## Excerpts from point annotation listing
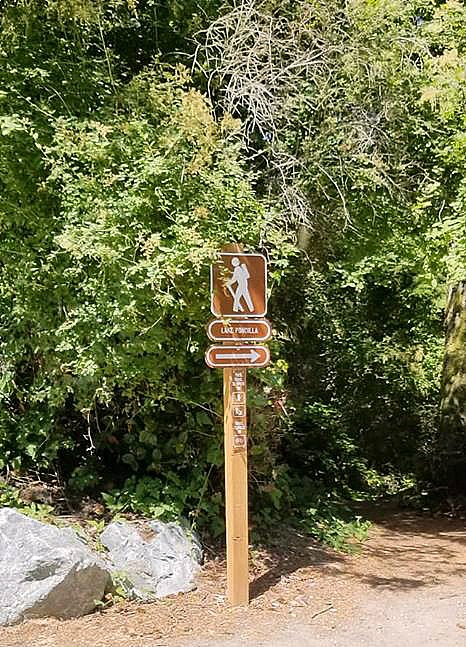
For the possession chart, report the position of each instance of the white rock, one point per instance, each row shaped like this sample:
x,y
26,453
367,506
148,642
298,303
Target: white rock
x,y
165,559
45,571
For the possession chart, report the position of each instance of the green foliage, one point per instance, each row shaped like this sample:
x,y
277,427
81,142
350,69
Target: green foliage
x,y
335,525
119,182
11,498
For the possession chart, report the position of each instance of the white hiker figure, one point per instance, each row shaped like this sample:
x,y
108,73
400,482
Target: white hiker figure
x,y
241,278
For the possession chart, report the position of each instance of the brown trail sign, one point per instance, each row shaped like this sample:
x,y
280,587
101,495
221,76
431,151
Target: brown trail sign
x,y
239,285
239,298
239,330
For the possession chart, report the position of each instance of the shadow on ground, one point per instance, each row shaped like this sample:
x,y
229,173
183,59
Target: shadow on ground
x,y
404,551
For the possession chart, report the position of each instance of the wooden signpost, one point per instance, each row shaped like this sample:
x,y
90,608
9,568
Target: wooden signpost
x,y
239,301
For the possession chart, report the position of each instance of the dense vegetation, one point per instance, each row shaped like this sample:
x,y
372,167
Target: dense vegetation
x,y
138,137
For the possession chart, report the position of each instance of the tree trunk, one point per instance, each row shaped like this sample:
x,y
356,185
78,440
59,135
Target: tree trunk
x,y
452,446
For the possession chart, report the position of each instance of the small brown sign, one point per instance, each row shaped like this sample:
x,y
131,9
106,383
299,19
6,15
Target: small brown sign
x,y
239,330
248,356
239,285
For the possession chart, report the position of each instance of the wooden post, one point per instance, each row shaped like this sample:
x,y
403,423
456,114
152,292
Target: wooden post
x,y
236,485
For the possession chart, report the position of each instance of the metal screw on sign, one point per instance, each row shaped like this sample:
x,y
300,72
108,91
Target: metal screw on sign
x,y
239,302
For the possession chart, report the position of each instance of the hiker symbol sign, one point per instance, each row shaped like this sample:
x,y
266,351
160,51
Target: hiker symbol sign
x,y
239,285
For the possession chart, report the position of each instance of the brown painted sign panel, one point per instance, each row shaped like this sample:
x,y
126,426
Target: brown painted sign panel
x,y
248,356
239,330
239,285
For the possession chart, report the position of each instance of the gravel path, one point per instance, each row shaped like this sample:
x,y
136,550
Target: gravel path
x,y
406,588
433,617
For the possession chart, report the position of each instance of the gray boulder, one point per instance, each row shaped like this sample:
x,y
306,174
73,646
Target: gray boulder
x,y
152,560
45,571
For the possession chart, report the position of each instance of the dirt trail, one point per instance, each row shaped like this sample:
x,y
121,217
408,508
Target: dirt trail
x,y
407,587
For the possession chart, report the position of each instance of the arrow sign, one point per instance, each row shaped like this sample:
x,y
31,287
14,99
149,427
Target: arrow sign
---
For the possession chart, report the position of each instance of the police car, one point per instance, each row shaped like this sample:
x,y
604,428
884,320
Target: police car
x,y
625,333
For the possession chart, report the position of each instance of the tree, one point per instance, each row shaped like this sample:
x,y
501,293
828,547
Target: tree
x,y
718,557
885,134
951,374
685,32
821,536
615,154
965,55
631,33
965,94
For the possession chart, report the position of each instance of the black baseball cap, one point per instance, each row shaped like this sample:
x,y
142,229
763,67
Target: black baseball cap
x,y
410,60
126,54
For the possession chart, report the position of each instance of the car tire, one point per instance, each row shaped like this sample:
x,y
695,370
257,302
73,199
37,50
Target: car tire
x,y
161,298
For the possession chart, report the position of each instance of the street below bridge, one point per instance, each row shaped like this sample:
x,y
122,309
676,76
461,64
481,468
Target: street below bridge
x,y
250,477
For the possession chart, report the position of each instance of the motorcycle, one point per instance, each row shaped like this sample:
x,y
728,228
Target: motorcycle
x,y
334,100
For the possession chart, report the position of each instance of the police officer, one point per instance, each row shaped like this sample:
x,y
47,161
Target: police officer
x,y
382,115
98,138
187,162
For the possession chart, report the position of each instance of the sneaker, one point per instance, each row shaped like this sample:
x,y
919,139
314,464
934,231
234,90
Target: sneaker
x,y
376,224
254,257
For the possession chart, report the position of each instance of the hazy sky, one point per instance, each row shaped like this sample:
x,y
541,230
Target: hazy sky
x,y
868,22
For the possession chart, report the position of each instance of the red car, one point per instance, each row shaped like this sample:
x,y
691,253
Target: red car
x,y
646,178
...
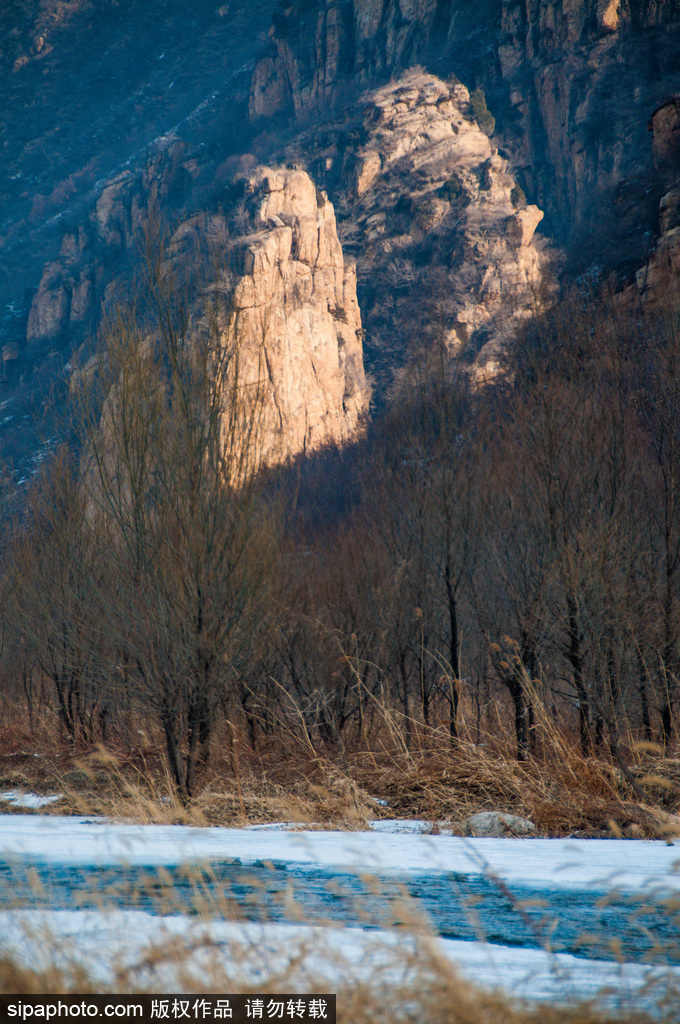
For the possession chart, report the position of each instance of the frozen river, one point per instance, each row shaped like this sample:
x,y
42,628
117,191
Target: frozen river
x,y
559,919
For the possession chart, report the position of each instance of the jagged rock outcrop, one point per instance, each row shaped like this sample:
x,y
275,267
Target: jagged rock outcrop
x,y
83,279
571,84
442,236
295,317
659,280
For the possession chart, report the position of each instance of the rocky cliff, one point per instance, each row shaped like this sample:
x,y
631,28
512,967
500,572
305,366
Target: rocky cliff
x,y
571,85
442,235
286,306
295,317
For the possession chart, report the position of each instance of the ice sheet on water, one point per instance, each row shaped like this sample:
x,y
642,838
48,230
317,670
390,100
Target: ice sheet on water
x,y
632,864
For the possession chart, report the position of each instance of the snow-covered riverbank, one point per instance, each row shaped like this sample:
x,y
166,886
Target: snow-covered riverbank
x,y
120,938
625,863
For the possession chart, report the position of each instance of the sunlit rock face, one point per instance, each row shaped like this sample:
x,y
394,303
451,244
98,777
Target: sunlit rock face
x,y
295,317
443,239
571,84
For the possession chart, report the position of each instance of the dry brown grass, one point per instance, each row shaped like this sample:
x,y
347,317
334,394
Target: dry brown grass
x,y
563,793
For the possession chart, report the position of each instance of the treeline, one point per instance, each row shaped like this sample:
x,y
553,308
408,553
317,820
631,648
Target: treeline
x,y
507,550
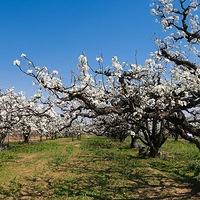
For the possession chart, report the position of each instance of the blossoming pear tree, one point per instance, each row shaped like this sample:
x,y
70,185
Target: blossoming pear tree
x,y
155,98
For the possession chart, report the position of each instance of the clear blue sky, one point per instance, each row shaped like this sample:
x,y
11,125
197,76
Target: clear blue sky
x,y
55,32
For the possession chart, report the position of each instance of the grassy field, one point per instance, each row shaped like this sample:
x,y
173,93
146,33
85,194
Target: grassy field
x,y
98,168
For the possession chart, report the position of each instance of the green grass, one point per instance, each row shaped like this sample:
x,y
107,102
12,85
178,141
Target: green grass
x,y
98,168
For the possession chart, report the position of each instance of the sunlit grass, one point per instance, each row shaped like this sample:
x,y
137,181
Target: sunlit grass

## Stated exercise
Rename "possession chart" to "coverage map" in the part of the listing that opens with the line containing "of the grassy" and closes with the line containing "Target: sunlit grass". Return only those lines, with everything else left as it is.

## Result of this exercise
For the coverage map, report the position of each instance of the grassy field, one point per instance, each row shaped like this sample:
x,y
173,93
146,33
85,194
Target: grassy field
x,y
98,168
For the coverage map, report the position of each instance of the green grass, one point per instance, each row shaped like this sample:
x,y
107,102
12,85
178,141
Target: green grass
x,y
98,168
For the coverage map, report the position of each instance of the sunlit grass, one point per instance, each row shaped like this sample:
x,y
137,181
Target: sunlit grass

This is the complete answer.